What the exercise asks >>
Copy the records below line for line, without any changes, and leave out the pictures.

Provided data >>
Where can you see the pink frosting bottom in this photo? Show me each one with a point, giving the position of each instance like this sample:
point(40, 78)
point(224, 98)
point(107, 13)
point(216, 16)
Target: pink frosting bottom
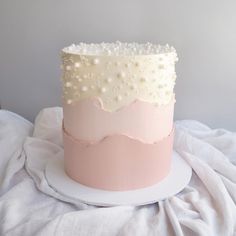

Response >>
Where can you see the pink frosting bottom in this photo? Show me each one with a point, giving the position of each instance like this sample:
point(40, 78)
point(224, 98)
point(107, 13)
point(216, 16)
Target: pink frosting bottom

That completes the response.